- [Your assignment]: Would you please retype the records that follow, word for word?

*** Begin section ***

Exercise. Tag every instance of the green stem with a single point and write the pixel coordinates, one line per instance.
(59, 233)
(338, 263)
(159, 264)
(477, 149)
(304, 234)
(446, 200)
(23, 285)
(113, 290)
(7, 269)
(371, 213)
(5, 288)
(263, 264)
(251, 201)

*** End section ***

- [Task response]:
Exercise. Tag every instance of the green stem with a single point and write the pixel coordinates, one line per instance.
(59, 233)
(338, 263)
(159, 264)
(477, 149)
(304, 234)
(446, 200)
(23, 285)
(113, 290)
(7, 269)
(371, 213)
(5, 288)
(263, 264)
(251, 201)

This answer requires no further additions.